Spatial annotation data:
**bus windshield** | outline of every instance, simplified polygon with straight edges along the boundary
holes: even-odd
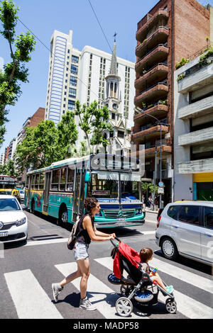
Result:
[[[92,171],[89,189],[91,195],[95,198],[119,199],[118,172]]]
[[[121,202],[138,202],[141,200],[140,180],[137,174],[120,172],[119,175],[118,171],[92,171],[89,195],[104,201],[106,201],[104,199],[116,199],[117,202],[121,193]]]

WHAT THE TASK REQUIRES:
Write out the data above as a two-column CSV with the headers "request" and "polygons", giving each request's text and its answer in one quoted field apiece and replacing line breaks with spaces. Leave out the pictures.

REPLY:
request,polygons
"**bus windshield** | outline of every instance, simplified polygon with straight edges along the boundary holes: even-odd Result:","[[[92,171],[89,189],[91,195],[95,198],[119,199],[118,172]]] [[[121,202],[138,202],[141,200],[140,180],[137,174],[120,172],[119,175],[118,171],[92,171],[89,195],[104,201],[106,201],[104,199],[116,199],[117,202],[121,193]]]"